### Your task
From the album reviews below, quote the part that opens with the words "I love good" and closes with "and over again.".

:: Given text

Not an easy album to digest, but Defeated Sanity continues to impress.  Their brutal technicality is on display in spades here.  I considered their last album to be one of my favorite slam death albums of all time.  If anything this one tops even that.

I liked their black metal sound, but their blackened power metal is absolutely incredible.  Since reuniting with Harry Conklin from Jag Panzer, their original singer, Satan's Host has been on a completely different level.  This album, while not as powerful as its predecessor, continues in that vein.

Hypocrisy does not really fit in with either of the two big Swedish death metal scenes.  They are too melodic for the Stockholm sound and too heavy for the Gothenburg sound.  But what they do is continue to put out fiercely powerful albums every single time.  And they continued to do so with this release.

I love good sludge metal and Lord Dying definitely qualifies.  Sludge has become known more for groups like Baroness in the last few years.  It is great to have a band step in and play it the way it should be played.  Much more like Crowbar.  This was one hell of an impressive debut and I found myself listening to it over and over again.

This is one I have not heard a lot yet.  I just recently decided to check it out due to its placement in Full Metal Attorney's Top Albums list, but I like it a lot.  It is decidedly old school death metal, sounding like the genre did back when it was truly evil-sounding.  Vastum does a terrific job of bringing back that vibe, sounding like a mix of old Immolation, Incantation, Sinister, and others that made death metal terrifying.

It was a good year for good slam/brutal death.  Especially the more bizarre groups like Wormed and Defeated Sanity.  This album has been a very long time coming.  Wormed's last album came out in 2003 and we have only had a split and an EP since then.  But the band definitely made this one worth the wait.  The technical slam death metal band from Spain has put out an amazing album.

I am a big fan of the sort of melodic metal that Amorphis has been putting out over the last several albums, since Tomi Joutsen joined the band, but even I admit that it was in danger of becoming a little too predictable.  Then we got this one which reinforced how truly great Amorphis can be.  This album marked a return at least somewhat of their harder-edged sound.  There are still elements of the previous sound, but this is Amorphis's heaviest album in years.

::::
:: Records provided

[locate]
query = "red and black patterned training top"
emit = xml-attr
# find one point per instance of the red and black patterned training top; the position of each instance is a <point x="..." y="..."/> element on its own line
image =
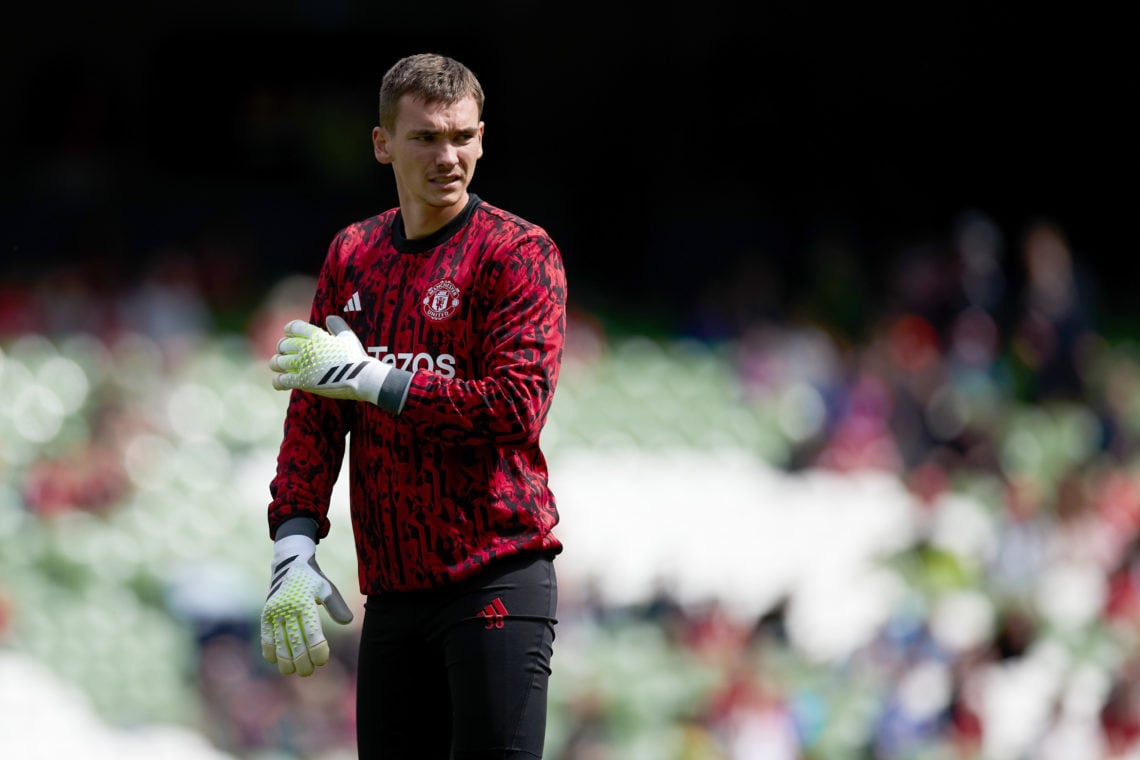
<point x="478" y="312"/>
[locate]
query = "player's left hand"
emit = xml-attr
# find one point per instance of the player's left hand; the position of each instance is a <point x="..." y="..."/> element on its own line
<point x="328" y="362"/>
<point x="291" y="632"/>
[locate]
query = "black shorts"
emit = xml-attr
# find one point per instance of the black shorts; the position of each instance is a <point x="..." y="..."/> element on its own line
<point x="462" y="672"/>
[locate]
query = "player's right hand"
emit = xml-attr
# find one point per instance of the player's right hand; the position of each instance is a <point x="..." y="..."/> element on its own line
<point x="291" y="631"/>
<point x="328" y="362"/>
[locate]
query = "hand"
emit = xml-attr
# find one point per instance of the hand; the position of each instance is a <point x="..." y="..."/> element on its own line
<point x="291" y="632"/>
<point x="331" y="364"/>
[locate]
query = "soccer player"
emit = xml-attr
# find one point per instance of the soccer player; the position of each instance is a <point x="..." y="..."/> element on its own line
<point x="433" y="345"/>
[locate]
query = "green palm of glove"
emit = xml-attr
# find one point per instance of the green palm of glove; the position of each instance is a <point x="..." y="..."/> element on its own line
<point x="328" y="362"/>
<point x="291" y="632"/>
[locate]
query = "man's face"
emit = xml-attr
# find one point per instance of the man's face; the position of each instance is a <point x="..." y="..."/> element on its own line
<point x="432" y="150"/>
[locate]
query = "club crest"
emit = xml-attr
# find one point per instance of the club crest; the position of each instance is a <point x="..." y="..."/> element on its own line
<point x="441" y="300"/>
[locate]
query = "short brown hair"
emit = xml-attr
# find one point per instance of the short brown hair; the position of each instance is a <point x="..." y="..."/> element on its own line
<point x="429" y="76"/>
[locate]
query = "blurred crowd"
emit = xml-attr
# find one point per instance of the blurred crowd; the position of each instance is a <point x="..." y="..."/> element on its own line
<point x="980" y="368"/>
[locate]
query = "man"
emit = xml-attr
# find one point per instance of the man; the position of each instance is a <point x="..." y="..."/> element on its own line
<point x="446" y="321"/>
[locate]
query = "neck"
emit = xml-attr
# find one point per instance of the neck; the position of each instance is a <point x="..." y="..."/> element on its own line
<point x="421" y="220"/>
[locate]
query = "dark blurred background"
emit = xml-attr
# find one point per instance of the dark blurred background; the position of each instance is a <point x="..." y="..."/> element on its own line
<point x="675" y="150"/>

::::

### Result
I love good sludge metal and Lord Dying definitely qualifies.  Sludge has become known more for groups like Baroness in the last few years.  It is great to have a band step in and play it the way it should be played.  Much more like Crowbar.  This was one hell of an impressive debut and I found myself listening to it over and over again.